**Sezione del documento**
Una mutazione genetica associata alla familiarità all’adenocarcinoma esofageo. A scoprirla uno studio, pubblicato su JAMA Oncology,che conferma l’influenza della genetica nell’insorgere della malattia e che potrebbe aiutare a individuare persone a cui rivolgere screening precoce e monitoraggio clinico.
Lo studio
I ricercatori della University Hospitals Seidman Cancer Center e della Case Western Reserve University, entrambi con sede a Cleveland, in Ohio, grazie ad una tecnica di sequenziamento genetico di nuova generazione, sono riusciti a individuare una mutazione rara (S631G) nel gene VSIG10L, caratteristica dell’Esofago di Barrett, una condizione che colpisce fino al 6,8% della popolazione ed è un predittore del cancro esofageo. Chi ne è colpito ha infatti un rischio 11 volte maggiore di sviluppare adenocarcinoma dell’esofago, neoplasia delle cellule ghiandolari della parte inferiore dell’organo.

**Esplora il materiale**
**1.** Secondo il testo sulla mutazione genetica, su quale rivista è stato pubblicato lo studio?
**2.** Riporta dal testo sulla mutazione genetica tutto ciò che va da "Una mutazione genetica" fino a "e monitoraggio clinico.", sostituendo "adenocarcinoma esofageo" con "tumore dell'esofago".

**Estratto del dataset**
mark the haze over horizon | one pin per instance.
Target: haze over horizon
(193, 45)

**Risposte agli esercizi**
**1.** Su JAMA Oncology.

**2.**
Una mutazione genetica associata alla familiarità all’tumore dell'esofago. A scoprirla uno studio, pubblicato su JAMA Oncology,che conferma l’influenza della genetica nell’insorgere della malattia e che potrebbe aiutare a individuare persone a cui rivolgere screening precoce e monitoraggio clinico.